» **Material provided**:
___

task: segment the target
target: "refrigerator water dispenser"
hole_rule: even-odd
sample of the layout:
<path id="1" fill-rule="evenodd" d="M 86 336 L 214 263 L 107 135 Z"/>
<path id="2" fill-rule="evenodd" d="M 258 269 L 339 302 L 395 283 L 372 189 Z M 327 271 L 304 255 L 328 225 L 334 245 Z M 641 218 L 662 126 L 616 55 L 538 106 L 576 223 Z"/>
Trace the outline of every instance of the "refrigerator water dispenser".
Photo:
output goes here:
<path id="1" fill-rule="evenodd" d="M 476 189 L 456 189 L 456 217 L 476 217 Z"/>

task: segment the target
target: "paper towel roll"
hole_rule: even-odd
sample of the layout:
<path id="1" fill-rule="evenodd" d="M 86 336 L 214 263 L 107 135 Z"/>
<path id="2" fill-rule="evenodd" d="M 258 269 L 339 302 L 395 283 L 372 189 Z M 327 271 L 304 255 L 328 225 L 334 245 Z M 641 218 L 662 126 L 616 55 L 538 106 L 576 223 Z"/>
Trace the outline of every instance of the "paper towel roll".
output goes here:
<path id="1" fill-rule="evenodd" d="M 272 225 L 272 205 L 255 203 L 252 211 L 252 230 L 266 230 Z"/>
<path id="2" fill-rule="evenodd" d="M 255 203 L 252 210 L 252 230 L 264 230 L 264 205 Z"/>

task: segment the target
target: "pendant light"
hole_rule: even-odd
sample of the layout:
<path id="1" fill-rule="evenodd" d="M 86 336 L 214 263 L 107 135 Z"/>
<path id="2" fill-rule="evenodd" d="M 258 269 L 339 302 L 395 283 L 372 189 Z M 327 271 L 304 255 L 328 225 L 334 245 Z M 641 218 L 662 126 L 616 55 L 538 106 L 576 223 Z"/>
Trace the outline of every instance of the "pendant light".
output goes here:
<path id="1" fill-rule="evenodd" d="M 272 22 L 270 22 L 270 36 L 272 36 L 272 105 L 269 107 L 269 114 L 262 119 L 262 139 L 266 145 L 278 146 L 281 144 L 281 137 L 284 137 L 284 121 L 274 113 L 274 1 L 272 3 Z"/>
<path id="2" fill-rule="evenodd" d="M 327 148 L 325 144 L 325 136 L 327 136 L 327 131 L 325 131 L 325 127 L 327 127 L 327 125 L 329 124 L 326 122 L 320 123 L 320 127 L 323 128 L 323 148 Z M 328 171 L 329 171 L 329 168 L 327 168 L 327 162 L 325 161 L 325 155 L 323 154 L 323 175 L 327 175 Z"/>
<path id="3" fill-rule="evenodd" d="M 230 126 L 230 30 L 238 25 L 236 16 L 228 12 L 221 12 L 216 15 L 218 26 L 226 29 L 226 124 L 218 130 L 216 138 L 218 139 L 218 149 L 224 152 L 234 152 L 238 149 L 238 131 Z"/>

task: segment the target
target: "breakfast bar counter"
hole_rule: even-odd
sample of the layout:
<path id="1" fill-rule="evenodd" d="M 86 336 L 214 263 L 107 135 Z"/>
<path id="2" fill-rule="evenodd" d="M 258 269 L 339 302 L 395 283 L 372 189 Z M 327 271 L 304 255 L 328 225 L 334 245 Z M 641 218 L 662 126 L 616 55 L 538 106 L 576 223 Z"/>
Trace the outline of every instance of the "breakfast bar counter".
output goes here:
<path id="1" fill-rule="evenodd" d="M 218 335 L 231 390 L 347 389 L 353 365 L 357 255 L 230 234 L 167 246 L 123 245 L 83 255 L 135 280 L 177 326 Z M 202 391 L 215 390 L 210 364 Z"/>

___

» **The problem**:
Copy the records above line for line, leaving every character unchanged.

» **Full output**:
task: segment the target
target: "refrigerator water dispenser"
hole_rule: even-odd
sample of the layout:
<path id="1" fill-rule="evenodd" d="M 86 336 L 214 263 L 107 135 Z"/>
<path id="2" fill-rule="evenodd" d="M 258 269 L 339 302 L 395 283 L 372 189 Z M 327 271 L 304 255 L 328 225 L 334 245 Z M 641 218 L 662 126 L 616 55 L 538 106 L 576 223 Z"/>
Trace the outline of every instance of the "refrigerator water dispenser".
Photo:
output goes here:
<path id="1" fill-rule="evenodd" d="M 476 189 L 456 189 L 456 217 L 476 217 Z"/>

task: segment the target
target: "paper towel roll"
hole_rule: even-odd
sample of the layout:
<path id="1" fill-rule="evenodd" d="M 86 336 L 214 263 L 107 135 Z"/>
<path id="2" fill-rule="evenodd" d="M 258 269 L 339 302 L 395 283 L 372 189 Z M 327 271 L 304 255 L 328 225 L 334 245 Z M 641 218 L 662 126 L 616 55 L 538 106 L 576 223 Z"/>
Trace the outline of every instance of the "paper towel roll".
output goes here:
<path id="1" fill-rule="evenodd" d="M 272 225 L 272 205 L 255 203 L 252 211 L 252 230 L 266 230 Z"/>
<path id="2" fill-rule="evenodd" d="M 255 203 L 252 210 L 252 230 L 264 230 L 264 205 Z"/>

task: segment the target
target: "pendant light"
hole_rule: even-odd
sample of the layout:
<path id="1" fill-rule="evenodd" d="M 86 336 L 214 263 L 107 135 Z"/>
<path id="2" fill-rule="evenodd" d="M 258 269 L 339 302 L 395 283 L 372 189 Z M 327 271 L 304 255 L 328 225 L 334 245 Z M 641 218 L 662 126 L 616 55 L 538 106 L 576 223 Z"/>
Trace the outline of every instance of the "pendant light".
output goes here:
<path id="1" fill-rule="evenodd" d="M 272 22 L 270 22 L 270 36 L 272 36 L 272 105 L 269 107 L 269 114 L 262 119 L 262 139 L 266 145 L 278 146 L 281 144 L 281 137 L 284 137 L 284 121 L 274 113 L 274 1 L 272 3 Z"/>
<path id="2" fill-rule="evenodd" d="M 327 148 L 325 144 L 325 136 L 327 136 L 327 131 L 325 131 L 325 127 L 327 127 L 327 125 L 329 124 L 326 122 L 320 123 L 320 127 L 323 128 L 323 148 Z M 328 171 L 329 171 L 329 168 L 327 168 L 327 162 L 325 161 L 325 155 L 323 154 L 323 175 L 327 175 Z"/>
<path id="3" fill-rule="evenodd" d="M 230 126 L 230 30 L 238 25 L 236 16 L 228 12 L 221 12 L 216 15 L 218 26 L 226 29 L 226 124 L 218 130 L 216 138 L 218 139 L 218 149 L 224 152 L 234 152 L 238 149 L 238 131 Z"/>

task: segment the target
target: "breakfast bar counter"
hole_rule: even-odd
sample of the layout:
<path id="1" fill-rule="evenodd" d="M 86 336 L 214 263 L 107 135 Z"/>
<path id="2" fill-rule="evenodd" d="M 258 269 L 339 302 L 395 283 L 372 189 Z M 327 271 L 304 255 L 328 225 L 334 245 Z M 641 218 L 662 126 L 616 55 L 538 106 L 576 223 Z"/>
Trace the outline of every instance of the "breakfast bar counter".
output goes here:
<path id="1" fill-rule="evenodd" d="M 218 335 L 231 390 L 347 389 L 353 365 L 357 255 L 230 234 L 167 246 L 123 245 L 83 255 L 135 280 L 177 326 Z M 202 391 L 215 390 L 210 364 Z"/>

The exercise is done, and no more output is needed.